=== Task 1 ===
From the piece on the world in 2025, copy the passage starting at "The World in" and ending at "could be digitalized.", swapping "Internet" for "World Wide Web".
=== Task 2 ===
Keep going with the piece on the world in 2025, picking up after its final sentence.

Extracted text below:

The World in 2025
Is the World prepared to face the challenges that lie ahead?
October 14, 2001
First, there is the more hopeful scenario. It goes like this: Due to the explosive growth of the Internet, globalization was accelerated in all forms. Cyberspace became the medium of human activity, as the city had for the industrial transition. The majority of human waking hours were spent in cyberspace.
Scenario 1: The division between people in 2025 was not exactly along the North-South axis. Instead, it separated those who acted globally through technology — and those who did not.
Falling prices and increasing capacity and the ease of use of microminiaturized computers connected almost everyone to anyone, anywhere, for nearly anything that could be digitalized.
All this international activity translated into increased support for and responsibilities of the UN family of organizations that provide global standards and cooperation for international business.
With easy access to world education and markets, individuals acted like holding companies investing their time in diverse activities, inventing their careers, granting access to others as nations used to grant visas.
Individuals easily switched loyalty from one company to another. Most people had a sense of what they wanted to do and what they had to do to achieve it. Individuals set their own values and used global networks to support those values. Democracy flourished. Developing countries made remarkable progress via tele-education, tele-medicine, e-business partners and tele-citizens in richer areas who assisted their poorer homelands.

End of Extracted text.
Entries shown below:

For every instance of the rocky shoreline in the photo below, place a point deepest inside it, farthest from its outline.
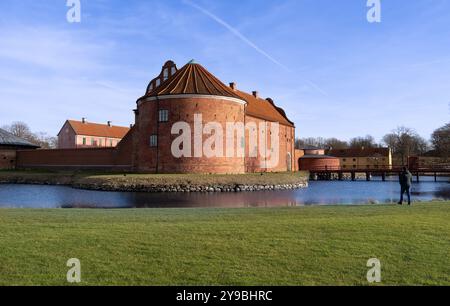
(147, 186)
(190, 188)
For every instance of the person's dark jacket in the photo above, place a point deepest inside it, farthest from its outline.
(405, 179)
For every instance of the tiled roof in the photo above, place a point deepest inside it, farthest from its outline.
(312, 156)
(360, 152)
(309, 147)
(98, 130)
(8, 139)
(193, 79)
(263, 109)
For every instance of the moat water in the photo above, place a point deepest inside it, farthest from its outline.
(318, 193)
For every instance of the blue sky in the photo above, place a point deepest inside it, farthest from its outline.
(334, 73)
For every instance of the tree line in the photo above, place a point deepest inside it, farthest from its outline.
(22, 130)
(403, 141)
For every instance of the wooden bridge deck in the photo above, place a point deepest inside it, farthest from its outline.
(381, 171)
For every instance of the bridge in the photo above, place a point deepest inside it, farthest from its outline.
(327, 172)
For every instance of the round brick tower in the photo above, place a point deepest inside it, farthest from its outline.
(194, 106)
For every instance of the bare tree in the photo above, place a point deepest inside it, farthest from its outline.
(440, 140)
(405, 142)
(366, 142)
(19, 129)
(22, 130)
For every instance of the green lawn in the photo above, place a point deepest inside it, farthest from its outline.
(287, 246)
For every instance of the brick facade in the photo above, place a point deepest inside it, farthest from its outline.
(190, 92)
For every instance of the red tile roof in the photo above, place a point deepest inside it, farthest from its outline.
(359, 152)
(263, 109)
(193, 79)
(99, 130)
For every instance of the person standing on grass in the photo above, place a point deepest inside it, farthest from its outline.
(405, 179)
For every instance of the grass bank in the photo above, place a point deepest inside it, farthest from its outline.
(282, 246)
(151, 182)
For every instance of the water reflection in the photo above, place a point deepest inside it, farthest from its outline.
(319, 193)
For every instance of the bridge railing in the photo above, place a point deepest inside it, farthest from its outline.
(380, 169)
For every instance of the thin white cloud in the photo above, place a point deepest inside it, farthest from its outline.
(239, 35)
(236, 33)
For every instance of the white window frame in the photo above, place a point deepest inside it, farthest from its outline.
(163, 115)
(153, 141)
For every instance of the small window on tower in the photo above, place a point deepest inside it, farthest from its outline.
(163, 115)
(154, 141)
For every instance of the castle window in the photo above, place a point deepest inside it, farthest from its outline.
(163, 115)
(154, 141)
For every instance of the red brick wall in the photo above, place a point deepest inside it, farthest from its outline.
(7, 158)
(72, 158)
(67, 137)
(147, 159)
(286, 145)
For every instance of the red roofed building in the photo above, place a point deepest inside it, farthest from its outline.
(83, 134)
(261, 139)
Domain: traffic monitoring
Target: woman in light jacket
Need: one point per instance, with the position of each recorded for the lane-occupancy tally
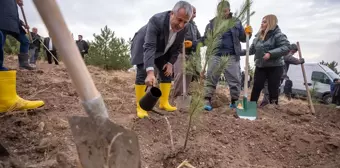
(269, 47)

End of Entries shown.

=== Response 1 ===
The World in 2025
Is the World prepared to face the challenges that lie ahead?
October 14, 2001
First, there is the more hopeful scenario. It goes like this: Due to the explosive growth of the World Wide Web, globalization was accelerated in all forms. Cyberspace became the medium of human activity, as the city had for the industrial transition. The majority of human waking hours were spent in cyberspace.
Scenario 1: The division between people in 2025 was not exactly along the North-South axis. Instead, it separated those who acted globally through technology — and those who did not.
Falling prices and increasing capacity and the ease of use of microminiaturized computers connected almost everyone to anyone, anywhere, for nearly anything that could be digitalized.

=== Response 2 ===
The division between people in 2025 was not as much by North-South as by those who acted globally though technology — and those who did not.
Unfortunately, unemployment — particularly in the mega-cities — is still a problem. Although INEDSAT and global public access TV made universal education possible, not everyone benefited.
Global social welfare standards via WTO became necessary to prevent migrations of the poor, and mega-corporation social marketing kept social order.
And here is the dark world of 2025 If you consider the above a rosy scenario, you might want to embrace the following as an alternative outline for the future of humankind:
Scenario 2: The aging population, national debt and pressures on natural resources dramatically curbed improvements in living standards.
Jobs were the problem. Population growth outpaced job growth in most regions. The unemployment and under-employment that was caused by this shortfall produced pressure on economic systems and fostered political unrest.
People with similar interests and complaints found each other around the world through the Internet, compared notes and strategized. They formed communal enclaves — and engaged in on-line bartering.
While the population growth rate diminished from the highs of the mid-20th century, the levels achieved disappointed many demographers who had been expecting a steeper decline.
In some places, the economic differences were small, especially within parts of the newly developing countries that traded within the three trading blocks — the EU, the Americas and the Pacific Rim. In other places, such as Africa, jobs — real jobs — were a precious commodity.
High-tech engineering and “customizing” jobs were created, but the knowledge and competence required for these were very exclusive. Some economists hoped that nanotechnology and biotechnology would provide the catalysts for new growth by 2025, but development in these fields continued to be highly specialized.
The winners in 2025 were the newly developing economies that functioned within viable trading blocs.
The aging of the population, national debt pressures on public spending and entitlements, and pressures on natural resources dramatically curbed improvements in living standards. There was vast discontent, absolutist passions, and an incredible distrust of government. To navigate a career in this turmoil required entrepreneurial, high-tech, nonlinear thinking.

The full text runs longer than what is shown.